Task data:
******************************
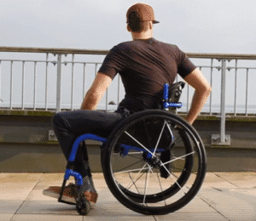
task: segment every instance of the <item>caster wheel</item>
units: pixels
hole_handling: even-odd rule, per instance
[[[89,201],[84,196],[81,196],[77,201],[77,211],[80,215],[85,216],[90,210]]]

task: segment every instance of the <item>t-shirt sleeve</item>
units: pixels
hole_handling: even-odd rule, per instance
[[[104,73],[113,79],[118,72],[125,68],[125,64],[120,47],[115,46],[105,57],[99,72]]]
[[[188,55],[179,50],[179,62],[177,66],[177,73],[183,77],[186,77],[189,74],[190,74],[196,66],[192,63]]]

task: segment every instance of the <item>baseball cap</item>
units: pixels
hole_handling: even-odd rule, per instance
[[[151,6],[144,3],[137,3],[130,7],[126,13],[126,23],[140,21],[153,21],[153,24],[159,23],[154,20],[154,10]]]

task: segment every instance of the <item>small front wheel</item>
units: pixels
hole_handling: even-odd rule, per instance
[[[79,197],[79,201],[77,201],[76,207],[79,213],[83,216],[87,215],[90,210],[90,202],[87,201],[84,196]]]

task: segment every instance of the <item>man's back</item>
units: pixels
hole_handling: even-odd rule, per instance
[[[177,46],[149,38],[113,47],[99,71],[112,78],[119,73],[125,89],[120,105],[137,111],[155,108],[163,85],[172,84],[177,73],[185,77],[195,69]]]

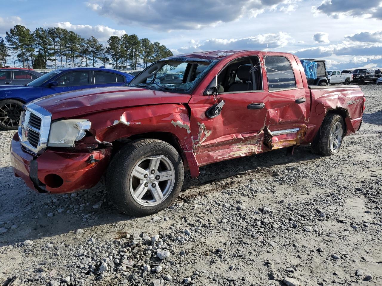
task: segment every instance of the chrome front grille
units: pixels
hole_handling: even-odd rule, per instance
[[[19,138],[27,149],[41,154],[48,144],[52,114],[31,102],[25,104],[24,108],[20,118]]]

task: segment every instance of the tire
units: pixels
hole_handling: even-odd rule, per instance
[[[324,156],[337,154],[342,144],[345,132],[345,125],[340,115],[330,113],[327,114],[312,143],[313,152]],[[335,138],[338,143],[337,146],[334,141],[331,140],[336,137],[336,133],[339,135]]]
[[[172,178],[158,177],[164,174],[159,172],[165,171],[167,176],[172,172]],[[123,212],[148,215],[175,201],[184,179],[183,163],[174,147],[160,140],[143,139],[125,146],[115,155],[107,172],[106,189],[110,200]]]
[[[13,99],[0,101],[0,129],[16,130],[18,128],[23,104]]]

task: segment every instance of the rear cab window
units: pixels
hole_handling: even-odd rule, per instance
[[[89,84],[89,72],[78,71],[66,72],[57,80],[59,87],[73,87]]]
[[[0,71],[0,80],[10,80],[10,71]]]
[[[32,74],[24,71],[13,71],[14,79],[32,79]]]
[[[266,56],[264,60],[269,91],[296,87],[289,60],[282,56]]]
[[[94,84],[114,84],[117,82],[115,74],[107,72],[94,71]]]

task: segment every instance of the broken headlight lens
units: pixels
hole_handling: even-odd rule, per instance
[[[48,146],[51,147],[73,147],[76,141],[85,136],[85,132],[90,129],[90,121],[86,119],[67,119],[56,121],[50,127]]]

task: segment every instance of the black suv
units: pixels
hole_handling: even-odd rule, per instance
[[[363,84],[365,82],[375,83],[379,77],[376,74],[374,69],[354,69],[353,74],[353,82],[358,84]]]

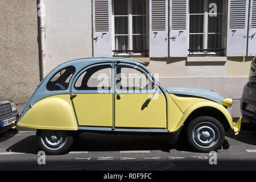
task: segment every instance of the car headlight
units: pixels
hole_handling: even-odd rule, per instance
[[[231,98],[227,98],[222,101],[222,104],[227,107],[231,107],[232,106],[232,102],[233,100]]]
[[[14,111],[17,110],[17,108],[16,107],[16,105],[15,104],[14,102],[10,102],[11,104],[11,109],[13,109],[13,111]]]

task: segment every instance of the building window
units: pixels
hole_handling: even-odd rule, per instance
[[[113,2],[114,56],[147,57],[146,0]]]
[[[226,2],[189,1],[189,54],[224,54]]]

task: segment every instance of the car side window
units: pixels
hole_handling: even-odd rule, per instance
[[[111,66],[95,66],[83,72],[75,81],[75,89],[80,90],[110,90]]]
[[[70,78],[75,72],[75,67],[70,66],[57,72],[46,85],[48,90],[65,90],[69,88]]]
[[[152,90],[153,83],[147,75],[128,66],[118,66],[117,69],[117,89],[122,90]]]

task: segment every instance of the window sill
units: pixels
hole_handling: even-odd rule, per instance
[[[187,62],[226,62],[226,56],[187,57]]]

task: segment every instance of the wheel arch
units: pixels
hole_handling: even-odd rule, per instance
[[[211,106],[203,106],[192,111],[184,122],[185,127],[192,120],[201,116],[209,116],[215,118],[222,125],[225,131],[228,131],[231,129],[227,116],[219,109]]]
[[[42,130],[77,130],[70,95],[53,96],[39,100],[23,114],[17,126]]]

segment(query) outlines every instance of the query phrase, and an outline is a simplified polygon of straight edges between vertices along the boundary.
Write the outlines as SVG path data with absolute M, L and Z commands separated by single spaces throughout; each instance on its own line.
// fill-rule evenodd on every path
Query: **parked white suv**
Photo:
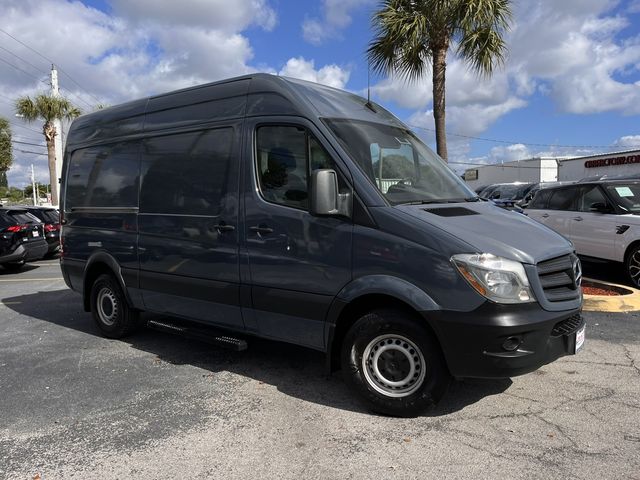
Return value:
M 640 180 L 599 180 L 540 190 L 527 210 L 585 257 L 620 262 L 640 287 Z

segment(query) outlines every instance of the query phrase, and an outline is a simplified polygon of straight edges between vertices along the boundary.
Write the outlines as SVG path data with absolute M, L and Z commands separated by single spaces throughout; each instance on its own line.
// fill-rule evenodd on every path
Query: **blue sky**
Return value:
M 491 79 L 469 72 L 454 52 L 448 58 L 452 167 L 640 147 L 640 0 L 513 5 L 509 60 Z M 364 51 L 378 2 L 0 0 L 0 6 L 0 115 L 16 125 L 16 139 L 36 144 L 29 151 L 41 152 L 40 125 L 13 118 L 11 103 L 46 91 L 51 61 L 62 70 L 63 94 L 85 111 L 98 100 L 116 104 L 252 71 L 364 94 Z M 374 75 L 371 92 L 433 143 L 430 78 L 406 84 Z M 15 152 L 10 182 L 26 183 L 31 163 L 46 180 L 46 157 L 24 151 Z

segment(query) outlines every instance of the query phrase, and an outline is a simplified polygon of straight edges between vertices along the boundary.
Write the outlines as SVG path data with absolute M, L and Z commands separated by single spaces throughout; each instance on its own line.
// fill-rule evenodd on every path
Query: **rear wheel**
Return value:
M 127 304 L 112 275 L 100 275 L 91 287 L 91 315 L 105 337 L 122 338 L 138 326 L 138 312 Z
M 440 347 L 426 328 L 401 311 L 361 317 L 342 344 L 347 384 L 379 413 L 412 417 L 434 406 L 449 384 Z
M 627 255 L 625 268 L 631 284 L 640 288 L 640 245 L 633 247 Z

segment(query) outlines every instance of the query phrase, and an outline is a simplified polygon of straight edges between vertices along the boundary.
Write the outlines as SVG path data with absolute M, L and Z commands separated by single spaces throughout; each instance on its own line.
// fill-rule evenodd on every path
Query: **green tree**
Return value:
M 42 133 L 47 142 L 47 156 L 49 157 L 49 179 L 51 182 L 51 203 L 58 205 L 58 179 L 56 178 L 55 137 L 58 135 L 54 120 L 72 120 L 81 114 L 69 100 L 52 95 L 39 94 L 33 99 L 26 96 L 16 101 L 16 113 L 31 123 L 38 119 L 44 120 Z M 62 159 L 60 159 L 62 160 Z
M 445 74 L 447 53 L 490 76 L 504 63 L 503 35 L 511 20 L 510 0 L 384 0 L 372 19 L 367 49 L 371 68 L 415 80 L 431 69 L 438 154 L 447 160 Z
M 8 187 L 7 170 L 13 163 L 11 149 L 11 126 L 9 120 L 0 117 L 0 187 Z

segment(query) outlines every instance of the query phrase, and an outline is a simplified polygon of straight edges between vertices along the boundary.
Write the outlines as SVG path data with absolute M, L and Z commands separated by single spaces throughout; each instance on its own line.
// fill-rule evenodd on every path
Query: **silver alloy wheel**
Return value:
M 640 286 L 640 250 L 636 250 L 631 254 L 627 269 L 629 270 L 629 277 L 631 277 L 633 284 L 636 287 Z
M 111 327 L 118 318 L 118 299 L 108 287 L 102 287 L 96 297 L 96 308 L 100 321 Z
M 362 371 L 369 385 L 387 397 L 406 397 L 424 382 L 426 364 L 416 345 L 401 335 L 374 338 L 362 355 Z

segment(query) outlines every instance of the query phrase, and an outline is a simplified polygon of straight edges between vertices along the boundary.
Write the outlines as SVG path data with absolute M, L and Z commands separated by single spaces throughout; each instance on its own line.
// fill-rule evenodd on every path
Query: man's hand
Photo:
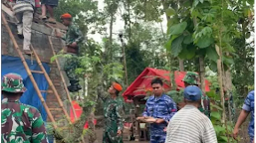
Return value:
M 167 127 L 164 127 L 163 131 L 166 132 L 167 131 Z
M 122 135 L 122 130 L 118 130 L 118 136 Z
M 142 120 L 144 117 L 137 117 L 136 120 Z
M 62 34 L 58 31 L 55 30 L 55 36 L 58 37 L 58 38 L 61 38 L 62 37 Z
M 70 46 L 71 46 L 71 47 L 73 47 L 73 48 L 78 47 L 78 45 L 77 45 L 77 43 L 76 43 L 76 42 L 72 43 Z
M 159 118 L 157 118 L 157 119 L 155 120 L 155 123 L 157 123 L 157 124 L 160 124 L 160 123 L 162 123 L 162 122 L 164 122 L 164 120 L 163 120 L 163 119 L 159 119 Z
M 235 140 L 237 140 L 238 132 L 239 132 L 239 129 L 238 128 L 234 128 L 234 130 L 233 130 L 233 138 Z

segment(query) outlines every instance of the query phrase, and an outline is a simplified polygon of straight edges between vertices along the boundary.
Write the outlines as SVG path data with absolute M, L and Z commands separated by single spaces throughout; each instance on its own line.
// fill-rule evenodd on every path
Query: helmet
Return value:
M 191 85 L 198 85 L 200 84 L 199 75 L 193 72 L 187 72 L 182 81 L 191 84 Z
M 65 13 L 61 16 L 61 19 L 71 19 L 72 16 L 69 13 Z
M 2 91 L 7 92 L 25 92 L 26 87 L 23 84 L 23 78 L 17 73 L 7 73 L 2 78 Z

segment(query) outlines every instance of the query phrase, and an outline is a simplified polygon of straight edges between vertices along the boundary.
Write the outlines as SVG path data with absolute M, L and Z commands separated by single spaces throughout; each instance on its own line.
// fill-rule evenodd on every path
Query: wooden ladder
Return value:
******************************
Problem to solve:
Copy the records word for word, starting at the line with "task: segment every instance of the rear" and ending at the line with "[[[94,84],[114,84],[117,82],[115,74],[107,72],[94,71]]]", both lines included.

Exercise answer:
task: segment every instance of the rear cab window
units: pixels
hole_handling: even-odd rule, per instance
[[[89,84],[89,72],[78,71],[66,72],[57,80],[59,87],[73,87]]]
[[[0,71],[0,80],[10,80],[10,71]]]
[[[32,74],[24,71],[13,71],[14,79],[32,79]]]
[[[266,56],[264,60],[269,91],[296,87],[289,60],[282,56]]]
[[[94,84],[114,84],[117,82],[115,74],[107,72],[94,71]]]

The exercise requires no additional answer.